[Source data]
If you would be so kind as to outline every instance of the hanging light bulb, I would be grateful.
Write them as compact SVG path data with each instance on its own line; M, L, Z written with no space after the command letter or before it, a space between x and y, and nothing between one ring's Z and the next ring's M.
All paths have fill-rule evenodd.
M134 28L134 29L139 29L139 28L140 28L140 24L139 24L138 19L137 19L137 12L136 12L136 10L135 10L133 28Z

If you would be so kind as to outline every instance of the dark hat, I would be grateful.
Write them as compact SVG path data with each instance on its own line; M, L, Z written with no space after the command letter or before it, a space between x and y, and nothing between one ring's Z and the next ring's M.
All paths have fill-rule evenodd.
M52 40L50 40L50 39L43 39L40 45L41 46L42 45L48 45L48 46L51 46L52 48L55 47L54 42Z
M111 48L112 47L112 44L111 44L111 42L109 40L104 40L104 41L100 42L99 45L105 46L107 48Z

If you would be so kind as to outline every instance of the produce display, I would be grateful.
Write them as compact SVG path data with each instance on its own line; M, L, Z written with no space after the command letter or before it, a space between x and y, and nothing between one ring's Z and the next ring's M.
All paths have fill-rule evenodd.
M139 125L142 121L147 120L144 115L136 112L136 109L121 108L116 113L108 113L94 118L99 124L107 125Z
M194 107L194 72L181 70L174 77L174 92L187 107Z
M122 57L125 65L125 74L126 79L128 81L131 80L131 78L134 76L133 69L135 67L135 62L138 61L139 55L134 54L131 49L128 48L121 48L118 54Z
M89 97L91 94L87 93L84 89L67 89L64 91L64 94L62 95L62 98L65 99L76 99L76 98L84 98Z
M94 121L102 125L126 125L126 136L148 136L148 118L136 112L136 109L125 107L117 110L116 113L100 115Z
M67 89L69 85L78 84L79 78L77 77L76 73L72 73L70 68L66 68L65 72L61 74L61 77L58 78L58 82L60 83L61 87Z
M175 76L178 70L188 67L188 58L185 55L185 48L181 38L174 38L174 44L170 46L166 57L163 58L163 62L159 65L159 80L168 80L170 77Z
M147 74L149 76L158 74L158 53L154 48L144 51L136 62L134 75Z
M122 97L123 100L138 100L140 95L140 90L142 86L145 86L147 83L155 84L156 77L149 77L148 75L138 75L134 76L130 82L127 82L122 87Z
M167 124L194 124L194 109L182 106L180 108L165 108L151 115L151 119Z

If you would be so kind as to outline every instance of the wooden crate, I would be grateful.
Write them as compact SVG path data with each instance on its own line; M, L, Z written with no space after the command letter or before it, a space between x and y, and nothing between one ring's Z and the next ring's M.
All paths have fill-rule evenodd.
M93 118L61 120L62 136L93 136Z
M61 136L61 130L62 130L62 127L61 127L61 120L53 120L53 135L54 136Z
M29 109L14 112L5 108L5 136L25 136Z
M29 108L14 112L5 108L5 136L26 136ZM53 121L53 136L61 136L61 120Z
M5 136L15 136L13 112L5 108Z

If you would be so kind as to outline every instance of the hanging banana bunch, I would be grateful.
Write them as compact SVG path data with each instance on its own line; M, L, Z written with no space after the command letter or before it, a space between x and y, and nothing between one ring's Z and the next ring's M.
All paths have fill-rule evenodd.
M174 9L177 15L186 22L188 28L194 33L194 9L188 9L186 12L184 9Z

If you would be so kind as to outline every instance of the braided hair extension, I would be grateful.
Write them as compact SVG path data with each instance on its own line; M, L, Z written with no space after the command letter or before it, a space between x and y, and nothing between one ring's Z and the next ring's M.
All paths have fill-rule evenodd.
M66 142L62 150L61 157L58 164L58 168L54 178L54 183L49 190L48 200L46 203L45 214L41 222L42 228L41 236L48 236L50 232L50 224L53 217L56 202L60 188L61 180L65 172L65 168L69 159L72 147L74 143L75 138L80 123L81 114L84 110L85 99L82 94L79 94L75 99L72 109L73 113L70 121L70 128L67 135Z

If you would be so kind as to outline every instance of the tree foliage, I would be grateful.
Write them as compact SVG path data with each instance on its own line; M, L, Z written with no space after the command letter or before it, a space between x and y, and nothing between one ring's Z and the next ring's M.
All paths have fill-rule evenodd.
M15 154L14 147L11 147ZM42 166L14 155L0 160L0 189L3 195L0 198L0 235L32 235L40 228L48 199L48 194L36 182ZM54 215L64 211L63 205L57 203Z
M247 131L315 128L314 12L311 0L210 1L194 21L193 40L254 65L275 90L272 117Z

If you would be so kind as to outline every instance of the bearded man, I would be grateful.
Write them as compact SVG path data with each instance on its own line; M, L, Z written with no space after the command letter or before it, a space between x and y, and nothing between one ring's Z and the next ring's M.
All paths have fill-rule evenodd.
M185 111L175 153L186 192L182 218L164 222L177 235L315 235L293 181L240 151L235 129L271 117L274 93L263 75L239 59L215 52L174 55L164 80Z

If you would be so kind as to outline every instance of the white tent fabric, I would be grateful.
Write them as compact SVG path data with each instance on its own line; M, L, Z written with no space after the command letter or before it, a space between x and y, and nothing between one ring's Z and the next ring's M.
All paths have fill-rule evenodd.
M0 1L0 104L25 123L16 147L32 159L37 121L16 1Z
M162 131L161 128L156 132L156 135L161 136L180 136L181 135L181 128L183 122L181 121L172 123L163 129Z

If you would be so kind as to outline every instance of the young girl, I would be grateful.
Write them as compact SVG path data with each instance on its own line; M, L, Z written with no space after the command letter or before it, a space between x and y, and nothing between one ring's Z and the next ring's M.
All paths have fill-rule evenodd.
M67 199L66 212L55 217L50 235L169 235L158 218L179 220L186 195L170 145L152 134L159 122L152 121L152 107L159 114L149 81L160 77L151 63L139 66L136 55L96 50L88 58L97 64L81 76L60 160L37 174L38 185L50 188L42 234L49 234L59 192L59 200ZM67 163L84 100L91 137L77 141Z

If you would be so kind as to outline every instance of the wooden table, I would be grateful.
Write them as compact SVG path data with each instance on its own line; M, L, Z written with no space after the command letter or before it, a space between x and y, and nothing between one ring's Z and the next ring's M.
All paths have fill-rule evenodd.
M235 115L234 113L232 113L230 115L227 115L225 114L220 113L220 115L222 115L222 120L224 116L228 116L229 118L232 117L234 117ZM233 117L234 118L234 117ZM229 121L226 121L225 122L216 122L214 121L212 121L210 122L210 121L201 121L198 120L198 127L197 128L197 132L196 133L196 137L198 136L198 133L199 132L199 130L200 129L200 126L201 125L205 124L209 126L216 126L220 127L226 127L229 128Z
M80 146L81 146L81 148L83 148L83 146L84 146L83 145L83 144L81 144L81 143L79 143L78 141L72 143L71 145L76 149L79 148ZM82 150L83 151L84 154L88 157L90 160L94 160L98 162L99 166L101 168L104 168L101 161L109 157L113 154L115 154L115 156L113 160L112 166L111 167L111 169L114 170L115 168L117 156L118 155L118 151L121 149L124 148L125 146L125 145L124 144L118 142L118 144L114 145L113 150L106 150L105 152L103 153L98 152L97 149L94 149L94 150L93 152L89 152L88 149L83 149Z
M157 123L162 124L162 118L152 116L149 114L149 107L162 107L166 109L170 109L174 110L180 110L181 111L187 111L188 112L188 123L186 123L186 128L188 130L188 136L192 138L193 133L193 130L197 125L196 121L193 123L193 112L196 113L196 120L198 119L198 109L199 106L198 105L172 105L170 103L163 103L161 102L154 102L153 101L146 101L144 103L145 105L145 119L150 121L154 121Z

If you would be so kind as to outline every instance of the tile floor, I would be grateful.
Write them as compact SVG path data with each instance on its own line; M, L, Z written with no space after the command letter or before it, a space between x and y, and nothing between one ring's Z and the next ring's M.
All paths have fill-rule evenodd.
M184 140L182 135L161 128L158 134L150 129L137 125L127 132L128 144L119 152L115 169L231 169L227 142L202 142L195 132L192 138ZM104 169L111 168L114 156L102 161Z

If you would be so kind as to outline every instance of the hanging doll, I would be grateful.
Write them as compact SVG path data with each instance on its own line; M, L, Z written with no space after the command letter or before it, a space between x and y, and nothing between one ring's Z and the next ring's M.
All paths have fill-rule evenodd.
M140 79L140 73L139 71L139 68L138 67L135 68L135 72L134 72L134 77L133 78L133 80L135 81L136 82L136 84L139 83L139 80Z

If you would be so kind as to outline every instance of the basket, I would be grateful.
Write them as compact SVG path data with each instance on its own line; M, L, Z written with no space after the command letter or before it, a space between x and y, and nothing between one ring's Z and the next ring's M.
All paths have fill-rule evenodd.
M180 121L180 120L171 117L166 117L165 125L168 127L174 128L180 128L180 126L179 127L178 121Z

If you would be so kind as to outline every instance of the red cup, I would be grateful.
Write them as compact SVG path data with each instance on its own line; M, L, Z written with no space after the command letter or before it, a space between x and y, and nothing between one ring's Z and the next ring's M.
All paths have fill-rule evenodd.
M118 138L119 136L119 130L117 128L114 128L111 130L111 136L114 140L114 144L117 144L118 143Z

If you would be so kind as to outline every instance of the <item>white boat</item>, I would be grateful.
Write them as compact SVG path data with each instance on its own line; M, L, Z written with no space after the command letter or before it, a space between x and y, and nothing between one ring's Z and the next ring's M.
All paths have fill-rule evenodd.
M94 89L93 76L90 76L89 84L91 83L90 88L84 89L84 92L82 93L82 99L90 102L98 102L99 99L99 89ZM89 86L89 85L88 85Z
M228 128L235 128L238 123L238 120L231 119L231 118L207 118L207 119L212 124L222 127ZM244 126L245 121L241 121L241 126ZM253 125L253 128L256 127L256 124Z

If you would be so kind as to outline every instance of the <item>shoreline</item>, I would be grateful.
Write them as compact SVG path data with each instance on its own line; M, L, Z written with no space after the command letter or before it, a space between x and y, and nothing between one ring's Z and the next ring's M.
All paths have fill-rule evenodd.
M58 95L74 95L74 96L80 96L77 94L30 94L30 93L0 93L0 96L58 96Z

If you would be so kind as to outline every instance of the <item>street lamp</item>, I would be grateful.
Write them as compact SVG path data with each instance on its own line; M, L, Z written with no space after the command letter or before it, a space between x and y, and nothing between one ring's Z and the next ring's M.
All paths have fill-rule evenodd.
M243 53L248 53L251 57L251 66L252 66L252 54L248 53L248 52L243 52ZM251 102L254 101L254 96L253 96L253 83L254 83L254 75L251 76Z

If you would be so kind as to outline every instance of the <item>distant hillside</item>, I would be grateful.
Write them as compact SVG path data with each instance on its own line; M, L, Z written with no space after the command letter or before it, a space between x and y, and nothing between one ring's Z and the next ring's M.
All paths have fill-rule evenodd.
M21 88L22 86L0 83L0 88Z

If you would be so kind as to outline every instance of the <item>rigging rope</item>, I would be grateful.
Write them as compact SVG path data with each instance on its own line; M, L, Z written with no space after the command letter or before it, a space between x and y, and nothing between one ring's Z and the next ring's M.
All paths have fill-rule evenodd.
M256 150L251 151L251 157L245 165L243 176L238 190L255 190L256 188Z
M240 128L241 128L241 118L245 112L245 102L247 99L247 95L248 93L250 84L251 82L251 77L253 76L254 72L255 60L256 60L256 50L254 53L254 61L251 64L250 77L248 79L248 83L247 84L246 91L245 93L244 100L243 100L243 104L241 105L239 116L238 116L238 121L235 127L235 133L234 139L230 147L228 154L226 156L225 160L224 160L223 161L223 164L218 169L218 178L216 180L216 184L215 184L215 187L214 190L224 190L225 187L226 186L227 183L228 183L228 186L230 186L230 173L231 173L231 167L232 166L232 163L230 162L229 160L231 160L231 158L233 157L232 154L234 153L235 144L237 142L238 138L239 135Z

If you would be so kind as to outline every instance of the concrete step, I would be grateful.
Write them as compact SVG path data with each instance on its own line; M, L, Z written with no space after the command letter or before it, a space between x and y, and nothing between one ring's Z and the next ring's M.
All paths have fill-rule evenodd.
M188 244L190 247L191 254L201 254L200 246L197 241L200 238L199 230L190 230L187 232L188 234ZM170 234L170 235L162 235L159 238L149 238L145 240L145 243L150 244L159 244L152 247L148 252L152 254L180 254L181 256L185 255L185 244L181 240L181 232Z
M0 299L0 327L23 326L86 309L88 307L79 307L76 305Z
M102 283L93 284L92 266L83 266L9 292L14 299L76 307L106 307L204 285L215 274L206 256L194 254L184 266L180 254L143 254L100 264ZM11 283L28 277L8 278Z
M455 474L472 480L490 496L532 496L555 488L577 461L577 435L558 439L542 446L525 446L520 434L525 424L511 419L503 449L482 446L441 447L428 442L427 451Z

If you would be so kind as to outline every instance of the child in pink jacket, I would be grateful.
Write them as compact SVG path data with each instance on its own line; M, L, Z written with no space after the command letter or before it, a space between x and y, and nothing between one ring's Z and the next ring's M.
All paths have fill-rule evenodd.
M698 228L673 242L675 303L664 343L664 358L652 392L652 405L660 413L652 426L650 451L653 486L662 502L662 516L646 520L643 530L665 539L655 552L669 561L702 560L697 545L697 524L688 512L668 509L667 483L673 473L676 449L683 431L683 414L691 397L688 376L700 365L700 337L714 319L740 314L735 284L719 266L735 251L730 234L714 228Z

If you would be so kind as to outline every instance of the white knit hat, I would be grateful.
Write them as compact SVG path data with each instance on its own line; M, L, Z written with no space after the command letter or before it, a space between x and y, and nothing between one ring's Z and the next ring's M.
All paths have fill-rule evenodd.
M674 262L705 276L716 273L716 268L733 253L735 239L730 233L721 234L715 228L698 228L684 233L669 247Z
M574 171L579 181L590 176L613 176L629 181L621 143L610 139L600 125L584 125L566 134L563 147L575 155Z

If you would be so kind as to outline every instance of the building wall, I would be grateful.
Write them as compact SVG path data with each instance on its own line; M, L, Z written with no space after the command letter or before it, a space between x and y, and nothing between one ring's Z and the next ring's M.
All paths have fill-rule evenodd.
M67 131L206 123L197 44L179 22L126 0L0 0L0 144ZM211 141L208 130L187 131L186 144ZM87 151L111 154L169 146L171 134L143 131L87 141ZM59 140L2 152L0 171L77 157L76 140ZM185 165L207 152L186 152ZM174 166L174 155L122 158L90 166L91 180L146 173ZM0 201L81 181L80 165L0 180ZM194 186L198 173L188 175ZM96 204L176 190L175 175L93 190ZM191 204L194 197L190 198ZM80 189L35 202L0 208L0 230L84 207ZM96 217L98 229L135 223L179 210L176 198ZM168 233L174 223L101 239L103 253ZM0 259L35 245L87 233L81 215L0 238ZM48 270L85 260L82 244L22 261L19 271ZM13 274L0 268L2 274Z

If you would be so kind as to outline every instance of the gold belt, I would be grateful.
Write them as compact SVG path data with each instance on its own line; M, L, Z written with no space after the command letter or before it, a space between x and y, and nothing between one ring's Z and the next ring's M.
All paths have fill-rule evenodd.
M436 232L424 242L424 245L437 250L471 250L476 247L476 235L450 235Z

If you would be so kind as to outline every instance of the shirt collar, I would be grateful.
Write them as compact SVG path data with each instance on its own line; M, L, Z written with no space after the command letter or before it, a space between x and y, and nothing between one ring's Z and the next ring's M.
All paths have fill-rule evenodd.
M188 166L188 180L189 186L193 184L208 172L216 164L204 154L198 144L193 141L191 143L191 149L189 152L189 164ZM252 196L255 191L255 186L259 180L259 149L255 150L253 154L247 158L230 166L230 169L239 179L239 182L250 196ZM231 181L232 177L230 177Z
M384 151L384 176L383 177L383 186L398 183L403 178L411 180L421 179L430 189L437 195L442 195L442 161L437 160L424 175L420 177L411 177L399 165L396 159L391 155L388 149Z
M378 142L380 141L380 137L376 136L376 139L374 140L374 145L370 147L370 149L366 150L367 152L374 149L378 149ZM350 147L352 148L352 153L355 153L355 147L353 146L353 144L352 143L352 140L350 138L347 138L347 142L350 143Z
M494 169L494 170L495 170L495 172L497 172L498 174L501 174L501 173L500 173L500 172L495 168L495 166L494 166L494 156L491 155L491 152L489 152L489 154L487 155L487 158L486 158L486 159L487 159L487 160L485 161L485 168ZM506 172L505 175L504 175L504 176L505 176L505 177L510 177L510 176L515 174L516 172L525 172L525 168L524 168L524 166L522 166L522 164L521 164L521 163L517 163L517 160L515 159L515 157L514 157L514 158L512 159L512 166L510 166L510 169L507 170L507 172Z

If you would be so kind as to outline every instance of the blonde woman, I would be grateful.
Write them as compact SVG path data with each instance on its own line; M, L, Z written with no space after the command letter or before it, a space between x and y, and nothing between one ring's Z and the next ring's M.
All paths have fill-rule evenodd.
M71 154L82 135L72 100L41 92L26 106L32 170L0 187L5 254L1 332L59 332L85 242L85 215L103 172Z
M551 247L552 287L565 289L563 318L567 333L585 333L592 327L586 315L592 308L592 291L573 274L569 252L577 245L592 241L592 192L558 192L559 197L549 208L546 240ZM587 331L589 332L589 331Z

SHORT EXERCISE :: Render the lines of the listing above as a numbered list, from the line containing "lamp</item>, I would be grateful." through the line containing "M21 88L22 86L0 83L0 88Z", both included, leaving out blank lines.

OUTPUT FOR THIS TASK ::
1. If you would be so kind as to outline every instance of the <item>street lamp</item>, I would be grateful.
2. Write them as compact SVG path data with each instance on its own line; M, L, Z written with no space after the command letter or before it, a space between x and y, and nothing between one ring's Z and the next ring's M.
3. All paths have fill-rule evenodd.
4. M243 53L248 53L251 57L251 66L252 66L252 54L248 53L248 52L243 52ZM251 102L254 101L254 96L253 96L253 83L254 83L254 75L251 76Z
5. If you would be so kind as to outline every instance of the <item>distant hillside</item>, I would be grateful.
6. Write them as compact SVG path data with each instance on its own line; M, L, Z written with no space after the command letter or before it, a space between x and y, and nothing between one ring's Z and the next ring's M.
7. All paths have fill-rule evenodd.
8. M21 88L22 86L0 83L0 88Z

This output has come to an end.